> _REQUIRED TASK_
Edit the material from its first line up to and including the line with "left=0, top=237, right=626, bottom=417" so that "lake" becomes "pond", with everything else left unchanged. Return only those lines.
================================
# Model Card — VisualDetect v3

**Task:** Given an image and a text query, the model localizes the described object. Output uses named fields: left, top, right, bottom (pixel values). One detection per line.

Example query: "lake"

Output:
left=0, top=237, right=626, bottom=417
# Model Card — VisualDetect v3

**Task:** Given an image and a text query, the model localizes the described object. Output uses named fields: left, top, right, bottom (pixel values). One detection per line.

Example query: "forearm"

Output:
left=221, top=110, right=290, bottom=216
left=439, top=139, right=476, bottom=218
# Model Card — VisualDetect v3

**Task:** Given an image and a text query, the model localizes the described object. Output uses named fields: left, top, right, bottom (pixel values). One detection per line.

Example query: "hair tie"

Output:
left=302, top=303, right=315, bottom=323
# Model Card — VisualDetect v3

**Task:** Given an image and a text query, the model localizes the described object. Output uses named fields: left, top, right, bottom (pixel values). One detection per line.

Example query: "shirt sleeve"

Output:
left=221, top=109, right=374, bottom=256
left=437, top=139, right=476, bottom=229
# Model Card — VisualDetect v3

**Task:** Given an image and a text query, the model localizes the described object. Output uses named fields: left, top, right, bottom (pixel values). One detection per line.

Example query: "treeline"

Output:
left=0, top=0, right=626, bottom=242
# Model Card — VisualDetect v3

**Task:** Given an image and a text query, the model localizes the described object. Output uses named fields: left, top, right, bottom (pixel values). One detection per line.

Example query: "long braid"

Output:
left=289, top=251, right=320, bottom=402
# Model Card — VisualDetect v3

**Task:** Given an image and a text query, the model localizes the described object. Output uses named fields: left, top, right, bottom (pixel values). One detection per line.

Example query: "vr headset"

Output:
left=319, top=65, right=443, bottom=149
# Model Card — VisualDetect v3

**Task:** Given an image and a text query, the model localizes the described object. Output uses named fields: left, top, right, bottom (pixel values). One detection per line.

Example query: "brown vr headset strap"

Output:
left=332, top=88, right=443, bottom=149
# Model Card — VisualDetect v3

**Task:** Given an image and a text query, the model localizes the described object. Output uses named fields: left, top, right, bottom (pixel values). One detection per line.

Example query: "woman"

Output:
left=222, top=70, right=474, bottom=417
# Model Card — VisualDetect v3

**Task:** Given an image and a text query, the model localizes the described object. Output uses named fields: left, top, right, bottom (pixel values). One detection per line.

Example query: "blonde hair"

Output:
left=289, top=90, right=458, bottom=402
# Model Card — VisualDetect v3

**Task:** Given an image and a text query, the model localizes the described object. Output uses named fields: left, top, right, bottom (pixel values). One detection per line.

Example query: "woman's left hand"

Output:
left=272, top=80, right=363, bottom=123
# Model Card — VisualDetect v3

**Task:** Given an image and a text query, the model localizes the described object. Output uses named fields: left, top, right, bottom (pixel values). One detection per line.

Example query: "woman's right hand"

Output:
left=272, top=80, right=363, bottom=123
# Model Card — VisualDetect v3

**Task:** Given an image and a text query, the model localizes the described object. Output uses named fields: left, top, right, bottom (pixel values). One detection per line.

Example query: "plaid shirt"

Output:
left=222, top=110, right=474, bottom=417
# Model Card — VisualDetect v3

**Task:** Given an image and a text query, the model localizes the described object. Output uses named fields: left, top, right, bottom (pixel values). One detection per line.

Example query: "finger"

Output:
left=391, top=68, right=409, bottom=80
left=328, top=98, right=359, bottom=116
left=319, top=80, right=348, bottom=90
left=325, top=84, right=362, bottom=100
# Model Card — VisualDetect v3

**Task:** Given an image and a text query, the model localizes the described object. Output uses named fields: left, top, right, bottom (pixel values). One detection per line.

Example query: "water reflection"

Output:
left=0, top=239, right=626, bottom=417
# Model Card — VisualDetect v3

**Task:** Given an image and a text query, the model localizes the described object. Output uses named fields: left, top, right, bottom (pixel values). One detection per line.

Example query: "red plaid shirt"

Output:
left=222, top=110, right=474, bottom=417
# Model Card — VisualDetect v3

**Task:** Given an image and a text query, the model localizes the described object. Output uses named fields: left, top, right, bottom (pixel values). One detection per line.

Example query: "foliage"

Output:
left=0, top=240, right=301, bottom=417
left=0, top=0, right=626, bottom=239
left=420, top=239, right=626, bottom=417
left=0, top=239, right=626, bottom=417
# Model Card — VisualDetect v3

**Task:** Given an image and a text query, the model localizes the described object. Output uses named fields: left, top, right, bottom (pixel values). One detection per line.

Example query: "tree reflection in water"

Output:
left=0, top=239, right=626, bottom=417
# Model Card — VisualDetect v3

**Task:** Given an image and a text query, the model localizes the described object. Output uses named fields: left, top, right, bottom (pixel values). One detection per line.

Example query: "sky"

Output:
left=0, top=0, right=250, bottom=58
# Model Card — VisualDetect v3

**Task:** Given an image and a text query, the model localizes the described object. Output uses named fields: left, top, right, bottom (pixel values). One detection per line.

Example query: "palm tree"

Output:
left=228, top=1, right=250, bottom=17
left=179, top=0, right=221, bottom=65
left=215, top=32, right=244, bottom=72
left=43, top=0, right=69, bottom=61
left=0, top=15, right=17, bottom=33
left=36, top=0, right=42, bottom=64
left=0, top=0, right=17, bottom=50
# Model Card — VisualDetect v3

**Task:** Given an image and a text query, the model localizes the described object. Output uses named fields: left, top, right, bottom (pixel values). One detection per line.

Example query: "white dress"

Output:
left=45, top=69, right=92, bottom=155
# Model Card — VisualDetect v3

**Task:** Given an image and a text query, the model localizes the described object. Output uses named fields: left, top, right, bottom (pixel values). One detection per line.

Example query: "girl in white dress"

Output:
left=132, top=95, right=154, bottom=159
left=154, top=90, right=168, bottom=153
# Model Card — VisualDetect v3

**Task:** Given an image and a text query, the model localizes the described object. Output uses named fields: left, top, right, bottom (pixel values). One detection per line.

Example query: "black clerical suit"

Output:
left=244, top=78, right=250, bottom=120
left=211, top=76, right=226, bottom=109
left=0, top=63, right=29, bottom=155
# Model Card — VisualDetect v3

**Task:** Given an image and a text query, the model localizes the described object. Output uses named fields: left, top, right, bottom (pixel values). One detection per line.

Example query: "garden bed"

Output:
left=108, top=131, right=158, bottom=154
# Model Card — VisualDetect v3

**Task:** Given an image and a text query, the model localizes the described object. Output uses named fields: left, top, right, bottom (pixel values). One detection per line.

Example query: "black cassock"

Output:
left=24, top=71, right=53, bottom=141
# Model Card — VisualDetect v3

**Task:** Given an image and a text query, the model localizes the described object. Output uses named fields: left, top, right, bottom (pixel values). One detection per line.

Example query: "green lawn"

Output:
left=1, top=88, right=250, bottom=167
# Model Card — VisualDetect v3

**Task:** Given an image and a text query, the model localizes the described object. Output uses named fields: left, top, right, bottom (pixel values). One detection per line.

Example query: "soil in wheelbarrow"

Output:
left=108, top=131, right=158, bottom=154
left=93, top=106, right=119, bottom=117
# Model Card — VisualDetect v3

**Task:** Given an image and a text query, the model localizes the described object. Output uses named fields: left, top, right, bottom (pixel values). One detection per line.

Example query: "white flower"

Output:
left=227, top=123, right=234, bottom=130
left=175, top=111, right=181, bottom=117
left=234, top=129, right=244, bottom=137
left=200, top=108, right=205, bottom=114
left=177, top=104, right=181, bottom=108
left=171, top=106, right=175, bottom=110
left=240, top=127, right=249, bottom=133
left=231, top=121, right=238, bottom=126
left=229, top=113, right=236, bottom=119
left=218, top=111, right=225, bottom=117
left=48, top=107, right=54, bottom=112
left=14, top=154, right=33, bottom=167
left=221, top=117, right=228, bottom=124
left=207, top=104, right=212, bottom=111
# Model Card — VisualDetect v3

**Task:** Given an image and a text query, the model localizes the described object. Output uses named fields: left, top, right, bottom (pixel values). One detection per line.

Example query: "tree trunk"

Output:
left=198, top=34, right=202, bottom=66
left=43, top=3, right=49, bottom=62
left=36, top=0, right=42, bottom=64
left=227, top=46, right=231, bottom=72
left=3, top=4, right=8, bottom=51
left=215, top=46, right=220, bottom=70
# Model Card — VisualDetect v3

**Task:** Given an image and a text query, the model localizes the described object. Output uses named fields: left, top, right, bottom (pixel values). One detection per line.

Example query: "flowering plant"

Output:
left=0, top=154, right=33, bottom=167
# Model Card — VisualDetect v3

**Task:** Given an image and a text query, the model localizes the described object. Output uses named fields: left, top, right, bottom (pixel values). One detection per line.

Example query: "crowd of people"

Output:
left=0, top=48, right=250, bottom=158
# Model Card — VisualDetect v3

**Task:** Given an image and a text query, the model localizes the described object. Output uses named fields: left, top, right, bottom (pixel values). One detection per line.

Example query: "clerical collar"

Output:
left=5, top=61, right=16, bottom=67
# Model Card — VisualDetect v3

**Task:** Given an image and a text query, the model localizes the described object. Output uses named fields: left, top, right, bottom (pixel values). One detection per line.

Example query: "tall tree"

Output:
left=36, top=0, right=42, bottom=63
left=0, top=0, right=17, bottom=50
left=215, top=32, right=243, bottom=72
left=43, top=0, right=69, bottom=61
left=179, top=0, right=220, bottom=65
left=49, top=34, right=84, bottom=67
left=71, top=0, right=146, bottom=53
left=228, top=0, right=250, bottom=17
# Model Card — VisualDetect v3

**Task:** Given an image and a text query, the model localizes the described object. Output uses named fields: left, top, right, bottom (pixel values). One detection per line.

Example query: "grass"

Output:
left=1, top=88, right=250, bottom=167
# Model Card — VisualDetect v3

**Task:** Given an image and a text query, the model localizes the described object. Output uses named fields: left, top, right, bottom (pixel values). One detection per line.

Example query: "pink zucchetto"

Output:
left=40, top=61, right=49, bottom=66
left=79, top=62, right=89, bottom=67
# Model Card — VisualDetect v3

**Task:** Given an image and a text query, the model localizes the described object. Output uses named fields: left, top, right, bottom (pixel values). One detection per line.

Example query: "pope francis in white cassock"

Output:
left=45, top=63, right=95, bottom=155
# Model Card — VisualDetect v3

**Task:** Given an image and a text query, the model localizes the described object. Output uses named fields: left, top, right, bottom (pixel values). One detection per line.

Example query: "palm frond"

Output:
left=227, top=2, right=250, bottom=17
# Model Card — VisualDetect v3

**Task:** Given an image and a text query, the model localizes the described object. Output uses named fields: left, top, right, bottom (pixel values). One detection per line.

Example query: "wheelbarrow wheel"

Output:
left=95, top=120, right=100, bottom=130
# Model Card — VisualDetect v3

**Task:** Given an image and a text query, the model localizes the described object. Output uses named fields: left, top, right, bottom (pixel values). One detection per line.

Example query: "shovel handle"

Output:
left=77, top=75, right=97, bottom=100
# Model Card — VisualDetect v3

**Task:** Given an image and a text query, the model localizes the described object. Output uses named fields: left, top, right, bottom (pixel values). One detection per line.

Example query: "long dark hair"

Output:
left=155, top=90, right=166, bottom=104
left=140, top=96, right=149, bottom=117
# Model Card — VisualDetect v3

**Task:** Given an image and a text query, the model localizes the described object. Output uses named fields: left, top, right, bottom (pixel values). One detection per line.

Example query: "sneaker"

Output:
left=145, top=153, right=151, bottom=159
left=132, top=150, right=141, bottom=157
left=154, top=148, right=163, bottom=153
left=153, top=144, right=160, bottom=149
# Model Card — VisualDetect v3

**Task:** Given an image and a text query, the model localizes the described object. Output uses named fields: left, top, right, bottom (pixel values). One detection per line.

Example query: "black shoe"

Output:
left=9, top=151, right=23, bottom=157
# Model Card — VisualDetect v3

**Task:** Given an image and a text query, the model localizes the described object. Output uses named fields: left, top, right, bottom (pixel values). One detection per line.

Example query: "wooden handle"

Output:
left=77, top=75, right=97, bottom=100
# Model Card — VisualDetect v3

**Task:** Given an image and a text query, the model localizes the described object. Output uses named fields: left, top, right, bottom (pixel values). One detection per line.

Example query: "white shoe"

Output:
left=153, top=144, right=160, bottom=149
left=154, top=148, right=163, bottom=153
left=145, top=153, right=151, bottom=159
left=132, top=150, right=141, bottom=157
================================
> _ANSWER TO THE TASK_
# Model Card — VisualDetect v3

**Task:** Given an image and a text query, the model localizes the described object. Output uses named fields: left, top, right, bottom (pixel values). One detection per line.

Example query: "pond"

Output:
left=0, top=237, right=626, bottom=417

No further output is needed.